[Data listing]
— begin —
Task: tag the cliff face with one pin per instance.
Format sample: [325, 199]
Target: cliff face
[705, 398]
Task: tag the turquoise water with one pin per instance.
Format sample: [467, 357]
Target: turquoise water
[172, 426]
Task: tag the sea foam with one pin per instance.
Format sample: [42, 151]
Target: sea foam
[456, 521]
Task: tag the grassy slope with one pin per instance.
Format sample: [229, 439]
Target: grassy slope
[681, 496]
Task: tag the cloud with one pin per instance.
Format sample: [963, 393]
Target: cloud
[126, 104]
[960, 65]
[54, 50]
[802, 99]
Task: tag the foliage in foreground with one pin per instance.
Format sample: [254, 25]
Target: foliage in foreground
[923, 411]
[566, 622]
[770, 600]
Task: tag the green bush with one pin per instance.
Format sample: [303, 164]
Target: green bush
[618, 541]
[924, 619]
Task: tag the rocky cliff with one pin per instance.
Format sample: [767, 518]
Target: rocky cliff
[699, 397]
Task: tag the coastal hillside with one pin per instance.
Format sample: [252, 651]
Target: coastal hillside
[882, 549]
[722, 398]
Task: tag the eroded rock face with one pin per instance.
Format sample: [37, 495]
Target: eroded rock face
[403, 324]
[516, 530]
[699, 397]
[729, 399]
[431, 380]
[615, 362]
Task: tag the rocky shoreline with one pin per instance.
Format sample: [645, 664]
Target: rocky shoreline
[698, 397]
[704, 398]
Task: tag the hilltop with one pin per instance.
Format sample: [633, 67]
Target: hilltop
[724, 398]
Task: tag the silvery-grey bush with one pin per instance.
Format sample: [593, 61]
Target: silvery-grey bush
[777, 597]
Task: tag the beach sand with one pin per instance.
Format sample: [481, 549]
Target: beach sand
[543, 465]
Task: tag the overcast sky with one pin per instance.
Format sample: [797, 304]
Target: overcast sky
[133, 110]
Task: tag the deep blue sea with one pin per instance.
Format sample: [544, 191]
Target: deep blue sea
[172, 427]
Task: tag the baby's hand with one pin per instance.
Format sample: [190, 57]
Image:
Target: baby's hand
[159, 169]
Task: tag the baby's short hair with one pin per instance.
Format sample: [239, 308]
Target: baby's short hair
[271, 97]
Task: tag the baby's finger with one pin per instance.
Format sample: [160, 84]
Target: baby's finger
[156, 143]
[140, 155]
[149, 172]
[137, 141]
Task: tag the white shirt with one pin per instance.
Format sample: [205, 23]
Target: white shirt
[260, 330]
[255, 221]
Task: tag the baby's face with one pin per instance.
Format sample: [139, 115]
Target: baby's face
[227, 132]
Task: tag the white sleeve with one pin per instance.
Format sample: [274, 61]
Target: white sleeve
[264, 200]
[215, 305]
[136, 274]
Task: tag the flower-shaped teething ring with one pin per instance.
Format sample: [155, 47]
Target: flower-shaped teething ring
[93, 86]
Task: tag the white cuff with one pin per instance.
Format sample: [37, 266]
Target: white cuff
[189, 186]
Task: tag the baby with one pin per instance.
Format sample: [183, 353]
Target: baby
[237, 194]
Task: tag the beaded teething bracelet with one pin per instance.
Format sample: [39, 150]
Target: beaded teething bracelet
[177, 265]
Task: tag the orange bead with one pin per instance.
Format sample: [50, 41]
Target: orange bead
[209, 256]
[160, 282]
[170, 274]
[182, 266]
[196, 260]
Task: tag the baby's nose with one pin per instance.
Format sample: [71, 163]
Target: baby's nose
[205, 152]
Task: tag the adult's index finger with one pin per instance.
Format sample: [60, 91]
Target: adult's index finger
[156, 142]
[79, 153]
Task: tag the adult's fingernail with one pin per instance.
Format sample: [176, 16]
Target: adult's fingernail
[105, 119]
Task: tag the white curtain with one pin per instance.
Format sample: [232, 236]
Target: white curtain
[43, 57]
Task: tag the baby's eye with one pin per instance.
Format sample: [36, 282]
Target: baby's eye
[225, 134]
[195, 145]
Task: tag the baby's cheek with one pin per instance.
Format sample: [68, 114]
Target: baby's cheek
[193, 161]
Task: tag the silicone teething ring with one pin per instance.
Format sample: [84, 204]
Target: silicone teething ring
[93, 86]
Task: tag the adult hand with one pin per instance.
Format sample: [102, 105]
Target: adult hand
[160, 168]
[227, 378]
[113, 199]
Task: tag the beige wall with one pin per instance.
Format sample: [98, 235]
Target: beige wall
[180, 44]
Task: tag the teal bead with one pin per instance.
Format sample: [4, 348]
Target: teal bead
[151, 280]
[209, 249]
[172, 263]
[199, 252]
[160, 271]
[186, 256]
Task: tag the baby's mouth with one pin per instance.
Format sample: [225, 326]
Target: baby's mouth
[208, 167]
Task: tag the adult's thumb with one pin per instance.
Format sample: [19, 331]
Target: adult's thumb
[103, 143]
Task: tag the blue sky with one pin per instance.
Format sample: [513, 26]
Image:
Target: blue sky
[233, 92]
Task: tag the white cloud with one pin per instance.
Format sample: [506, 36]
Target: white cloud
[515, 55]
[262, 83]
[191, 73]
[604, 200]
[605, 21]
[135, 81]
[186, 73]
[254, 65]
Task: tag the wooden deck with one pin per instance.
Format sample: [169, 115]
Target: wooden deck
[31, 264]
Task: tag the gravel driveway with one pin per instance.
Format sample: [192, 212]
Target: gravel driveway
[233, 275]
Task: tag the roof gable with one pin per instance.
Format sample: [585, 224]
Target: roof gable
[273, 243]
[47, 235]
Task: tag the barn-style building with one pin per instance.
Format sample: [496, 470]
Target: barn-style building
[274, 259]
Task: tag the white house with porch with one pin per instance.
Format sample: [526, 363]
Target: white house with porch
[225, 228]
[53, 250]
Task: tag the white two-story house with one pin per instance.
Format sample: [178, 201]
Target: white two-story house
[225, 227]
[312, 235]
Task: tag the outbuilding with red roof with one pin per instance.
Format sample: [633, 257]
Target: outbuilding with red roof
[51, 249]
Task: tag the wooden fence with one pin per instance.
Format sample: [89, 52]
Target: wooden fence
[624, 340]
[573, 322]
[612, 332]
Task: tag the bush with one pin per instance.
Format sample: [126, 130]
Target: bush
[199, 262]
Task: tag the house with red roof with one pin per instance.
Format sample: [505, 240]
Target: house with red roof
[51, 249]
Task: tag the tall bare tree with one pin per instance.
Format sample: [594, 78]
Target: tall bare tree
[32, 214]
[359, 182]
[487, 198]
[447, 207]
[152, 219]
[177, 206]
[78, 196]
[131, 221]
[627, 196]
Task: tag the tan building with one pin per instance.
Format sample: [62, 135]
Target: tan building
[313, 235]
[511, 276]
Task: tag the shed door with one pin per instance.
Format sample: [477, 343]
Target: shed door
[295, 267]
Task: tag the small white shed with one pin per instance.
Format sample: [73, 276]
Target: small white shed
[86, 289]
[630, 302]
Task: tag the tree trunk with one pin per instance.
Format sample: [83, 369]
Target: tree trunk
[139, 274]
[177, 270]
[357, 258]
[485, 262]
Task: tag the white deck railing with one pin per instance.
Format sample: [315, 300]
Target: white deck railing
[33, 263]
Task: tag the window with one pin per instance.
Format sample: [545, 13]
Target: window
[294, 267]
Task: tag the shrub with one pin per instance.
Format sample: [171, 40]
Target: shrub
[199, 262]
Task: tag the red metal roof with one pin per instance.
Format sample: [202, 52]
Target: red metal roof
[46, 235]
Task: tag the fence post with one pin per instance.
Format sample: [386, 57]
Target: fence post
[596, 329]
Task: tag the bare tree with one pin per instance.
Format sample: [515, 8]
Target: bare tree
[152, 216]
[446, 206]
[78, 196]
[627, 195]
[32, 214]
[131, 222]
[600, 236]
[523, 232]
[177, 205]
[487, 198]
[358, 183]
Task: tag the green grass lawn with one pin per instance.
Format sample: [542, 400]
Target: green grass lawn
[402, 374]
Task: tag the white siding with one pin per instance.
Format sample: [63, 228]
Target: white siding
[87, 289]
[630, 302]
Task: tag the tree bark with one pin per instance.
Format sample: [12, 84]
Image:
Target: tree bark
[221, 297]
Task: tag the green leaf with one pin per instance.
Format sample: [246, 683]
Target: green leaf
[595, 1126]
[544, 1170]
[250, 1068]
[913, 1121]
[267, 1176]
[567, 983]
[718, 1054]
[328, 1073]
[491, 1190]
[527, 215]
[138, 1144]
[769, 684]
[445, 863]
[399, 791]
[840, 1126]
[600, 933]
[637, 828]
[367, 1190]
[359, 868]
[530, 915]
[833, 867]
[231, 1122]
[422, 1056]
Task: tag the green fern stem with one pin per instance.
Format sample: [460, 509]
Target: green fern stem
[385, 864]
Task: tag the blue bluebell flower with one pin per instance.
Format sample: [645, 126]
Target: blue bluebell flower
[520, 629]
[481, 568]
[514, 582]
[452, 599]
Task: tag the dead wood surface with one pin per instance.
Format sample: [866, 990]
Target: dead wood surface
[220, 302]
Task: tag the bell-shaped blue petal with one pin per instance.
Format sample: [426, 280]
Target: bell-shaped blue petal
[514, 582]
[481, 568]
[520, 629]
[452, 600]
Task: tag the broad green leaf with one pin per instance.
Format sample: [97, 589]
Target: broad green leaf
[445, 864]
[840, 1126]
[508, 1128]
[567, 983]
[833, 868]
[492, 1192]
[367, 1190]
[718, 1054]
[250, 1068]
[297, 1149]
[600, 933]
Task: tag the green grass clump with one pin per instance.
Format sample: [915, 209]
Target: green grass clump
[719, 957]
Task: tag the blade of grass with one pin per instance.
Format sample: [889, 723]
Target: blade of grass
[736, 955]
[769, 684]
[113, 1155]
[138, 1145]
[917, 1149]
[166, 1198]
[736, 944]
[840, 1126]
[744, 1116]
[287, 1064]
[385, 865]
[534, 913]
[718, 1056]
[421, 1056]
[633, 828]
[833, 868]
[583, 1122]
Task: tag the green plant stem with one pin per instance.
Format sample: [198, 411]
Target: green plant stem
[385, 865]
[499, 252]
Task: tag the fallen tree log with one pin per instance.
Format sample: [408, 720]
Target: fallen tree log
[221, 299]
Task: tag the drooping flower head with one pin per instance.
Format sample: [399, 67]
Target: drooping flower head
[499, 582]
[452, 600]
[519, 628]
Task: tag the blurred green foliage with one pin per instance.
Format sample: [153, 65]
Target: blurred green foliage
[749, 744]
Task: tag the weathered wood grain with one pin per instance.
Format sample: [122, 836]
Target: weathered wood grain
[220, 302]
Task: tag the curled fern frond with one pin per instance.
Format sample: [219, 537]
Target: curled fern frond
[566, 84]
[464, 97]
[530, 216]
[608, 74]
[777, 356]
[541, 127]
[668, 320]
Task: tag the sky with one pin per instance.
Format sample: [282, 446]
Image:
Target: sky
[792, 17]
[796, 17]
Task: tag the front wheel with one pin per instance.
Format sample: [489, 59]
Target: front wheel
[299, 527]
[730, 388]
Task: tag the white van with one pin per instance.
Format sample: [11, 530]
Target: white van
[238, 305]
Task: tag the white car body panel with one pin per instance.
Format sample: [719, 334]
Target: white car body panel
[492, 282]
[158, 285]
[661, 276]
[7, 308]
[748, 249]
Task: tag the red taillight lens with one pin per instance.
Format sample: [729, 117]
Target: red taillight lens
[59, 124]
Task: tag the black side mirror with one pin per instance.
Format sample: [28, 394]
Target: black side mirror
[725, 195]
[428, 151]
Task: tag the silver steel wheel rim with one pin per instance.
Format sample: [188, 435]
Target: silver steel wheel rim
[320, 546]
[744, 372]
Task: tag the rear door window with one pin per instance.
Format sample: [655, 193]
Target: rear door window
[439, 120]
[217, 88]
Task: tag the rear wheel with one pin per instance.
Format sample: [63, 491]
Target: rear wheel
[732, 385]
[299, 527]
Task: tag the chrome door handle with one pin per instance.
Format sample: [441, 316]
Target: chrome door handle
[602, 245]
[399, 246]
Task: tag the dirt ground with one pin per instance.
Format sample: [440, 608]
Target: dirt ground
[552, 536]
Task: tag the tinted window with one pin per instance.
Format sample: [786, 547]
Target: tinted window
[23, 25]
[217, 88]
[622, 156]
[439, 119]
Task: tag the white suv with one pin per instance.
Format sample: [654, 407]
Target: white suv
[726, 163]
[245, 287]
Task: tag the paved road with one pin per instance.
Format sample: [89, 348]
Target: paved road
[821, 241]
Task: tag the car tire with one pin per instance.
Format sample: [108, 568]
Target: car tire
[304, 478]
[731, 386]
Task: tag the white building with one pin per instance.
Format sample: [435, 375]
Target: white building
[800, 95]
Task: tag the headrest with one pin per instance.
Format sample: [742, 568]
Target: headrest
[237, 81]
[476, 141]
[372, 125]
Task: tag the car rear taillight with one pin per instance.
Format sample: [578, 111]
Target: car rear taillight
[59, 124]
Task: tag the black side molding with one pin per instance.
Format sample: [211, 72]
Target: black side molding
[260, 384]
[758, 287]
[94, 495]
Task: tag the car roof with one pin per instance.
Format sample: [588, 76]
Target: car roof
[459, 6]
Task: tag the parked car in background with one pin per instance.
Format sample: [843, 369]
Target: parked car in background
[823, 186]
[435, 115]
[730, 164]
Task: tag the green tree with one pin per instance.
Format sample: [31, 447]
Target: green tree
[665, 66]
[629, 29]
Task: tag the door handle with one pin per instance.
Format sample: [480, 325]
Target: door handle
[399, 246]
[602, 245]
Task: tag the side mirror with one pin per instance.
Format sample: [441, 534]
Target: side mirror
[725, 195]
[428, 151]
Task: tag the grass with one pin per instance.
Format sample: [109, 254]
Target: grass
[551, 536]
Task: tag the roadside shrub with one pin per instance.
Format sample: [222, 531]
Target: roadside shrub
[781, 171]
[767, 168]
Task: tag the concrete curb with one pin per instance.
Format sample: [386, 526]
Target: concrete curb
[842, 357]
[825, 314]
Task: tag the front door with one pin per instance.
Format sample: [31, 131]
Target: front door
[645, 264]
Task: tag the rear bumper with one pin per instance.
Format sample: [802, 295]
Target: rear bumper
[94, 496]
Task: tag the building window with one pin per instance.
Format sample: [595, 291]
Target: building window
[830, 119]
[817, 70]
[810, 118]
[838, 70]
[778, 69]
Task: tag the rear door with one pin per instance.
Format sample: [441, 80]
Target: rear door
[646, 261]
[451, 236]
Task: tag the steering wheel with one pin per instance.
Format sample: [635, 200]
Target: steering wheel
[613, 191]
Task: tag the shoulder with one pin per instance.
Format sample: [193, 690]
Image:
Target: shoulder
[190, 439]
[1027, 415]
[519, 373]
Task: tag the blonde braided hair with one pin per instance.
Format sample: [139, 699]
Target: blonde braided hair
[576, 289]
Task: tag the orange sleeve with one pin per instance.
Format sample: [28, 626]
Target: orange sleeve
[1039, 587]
— end —
» Problem
Reproduce the lines of the data above without any change, beginning with the line that contains "Task: tag the green tree" and continuing through the final line of the data.

» Exercise result
Task: tag the green tree with one pin per instance.
Format sample: [31, 447]
Target: green tree
[665, 66]
[629, 29]
Task: tag the door handle with one pin per instance.
Format sample: [480, 325]
Target: door handle
[399, 246]
[602, 245]
Task: tag the side mirror with one pin per instance.
Format sample: [441, 534]
Target: side mirror
[725, 195]
[428, 151]
Task: tag the grass with one pin per instance.
Format sample: [109, 254]
Target: grass
[551, 536]
Task: tag the roadside shrub with one pin per instance.
Format sample: [222, 531]
Target: roadside shrub
[781, 171]
[767, 168]
Task: tag the concrete curb with one pin per instance.
Format sample: [386, 526]
Target: concrete curb
[842, 357]
[825, 314]
Task: tag the front door with one pin per instance.
Format sample: [31, 131]
Target: front door
[645, 264]
Task: tag the rear bumper with one pin per instance.
Format sample: [802, 295]
Target: rear bumper
[94, 496]
Task: tag the building window with one pin per instance.
Format sample: [595, 291]
Target: building window
[830, 119]
[817, 70]
[810, 118]
[838, 70]
[778, 69]
Task: tag the rear door with one pin per instance.
Format sample: [441, 80]
Target: rear door
[646, 261]
[451, 236]
Task: tag the steering wheel with one pin per instance.
Format sample: [635, 200]
Target: steering wheel
[613, 191]
Task: tag the shoulder with one pin per instance.
Format sample: [193, 690]
Image:
Target: shoulder
[190, 439]
[1027, 415]
[519, 373]
Task: tag the blonde braided hair with one pin per instance.
Format sample: [139, 699]
Target: blonde braided hair
[576, 289]
Task: tag the orange sleeve with one pin per instance.
Format sample: [28, 626]
Target: orange sleeve
[1039, 587]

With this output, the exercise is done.